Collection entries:
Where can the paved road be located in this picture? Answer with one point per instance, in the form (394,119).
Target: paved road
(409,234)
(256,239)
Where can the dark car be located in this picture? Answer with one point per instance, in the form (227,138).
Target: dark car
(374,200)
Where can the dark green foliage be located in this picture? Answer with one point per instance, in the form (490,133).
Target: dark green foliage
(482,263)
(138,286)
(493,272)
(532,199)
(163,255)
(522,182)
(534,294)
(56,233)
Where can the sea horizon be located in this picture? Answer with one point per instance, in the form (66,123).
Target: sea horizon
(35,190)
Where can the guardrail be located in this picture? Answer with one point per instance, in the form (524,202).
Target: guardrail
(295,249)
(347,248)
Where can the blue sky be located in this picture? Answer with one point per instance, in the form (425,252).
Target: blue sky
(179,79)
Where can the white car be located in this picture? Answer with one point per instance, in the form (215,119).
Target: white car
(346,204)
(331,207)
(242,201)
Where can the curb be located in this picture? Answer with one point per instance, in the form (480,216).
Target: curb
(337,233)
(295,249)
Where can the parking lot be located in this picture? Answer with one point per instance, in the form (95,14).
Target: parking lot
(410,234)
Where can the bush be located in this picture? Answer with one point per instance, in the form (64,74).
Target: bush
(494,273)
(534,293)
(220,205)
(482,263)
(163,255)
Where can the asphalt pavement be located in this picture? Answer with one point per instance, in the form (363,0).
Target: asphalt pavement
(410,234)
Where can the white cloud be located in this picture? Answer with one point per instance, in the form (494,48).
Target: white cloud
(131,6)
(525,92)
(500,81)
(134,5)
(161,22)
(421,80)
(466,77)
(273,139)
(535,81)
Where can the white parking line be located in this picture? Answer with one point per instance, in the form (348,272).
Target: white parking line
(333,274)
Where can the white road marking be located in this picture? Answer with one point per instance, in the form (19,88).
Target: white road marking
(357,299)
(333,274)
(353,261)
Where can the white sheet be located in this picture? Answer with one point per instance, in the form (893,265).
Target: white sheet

### Exercise objective
Reproduce the material above with each "guardrail" swapped for "crash barrier", changing nothing else.

### Result for this task
Where can the paved road be located in this picture? Answer with one point per instance, in the form (394,119).
Target: paved road
(409,234)
(256,239)
Where can the dark car be located in this picture? Answer with one point per instance, in the form (227,138).
Target: dark car
(374,200)
Where can the dark green foliage be located in this picture? Answer with one point per instance, in the form (490,133).
Target: dark green foliage
(482,263)
(138,286)
(493,272)
(532,199)
(163,255)
(522,182)
(534,294)
(56,233)
Where can the sea horizon be located in this picture? Answer with one point per instance, in the form (66,123).
Target: sea horizon
(35,190)
Where can the crash barrier be located in this picture? Answer with one point per instance, in the form (524,202).
Target: crash barrier
(295,249)
(347,248)
Where can the blue sky be located in this picture? Answer with one point per instance, in the form (425,252).
Target: blue sky
(179,79)
Where can the white car be located in this picture? Answer with one point per instance, in the form (215,119).
Target: white car
(346,204)
(331,207)
(242,201)
Where can the curb be located in this picture? Answer with one point per instance, in the form (480,216).
Target: curb
(337,233)
(295,249)
Where can the parking lot be located in this picture? Answer with one point per instance, in the form (95,14).
Target: parking lot
(410,234)
Where can the bush be located in this picture? Answer with one point per instance, in the form (64,74).
Target: bush
(494,273)
(534,293)
(220,205)
(482,263)
(163,255)
Where can the asphalt pavement be located in this picture? Answer with one point per instance, in the form (363,0).
Target: asphalt pavement
(410,234)
Where can the white cloud be located in this picture? Answer with one point per instance, in the form (494,48).
Target: white cloud
(131,6)
(525,92)
(500,81)
(134,5)
(161,22)
(421,80)
(466,77)
(273,139)
(535,81)
Where can the white parking line be located in this picture? Answer with one point per instance, in the form (348,272).
Target: white parking line
(333,274)
Where can the white road marking be located in this picture? Answer with one point per instance, in the form (19,88).
Target: white road marking
(357,299)
(333,274)
(353,261)
Where can the white sheet be located in this picture? Answer with one point per instance, in the form (893,265).
Target: white sheet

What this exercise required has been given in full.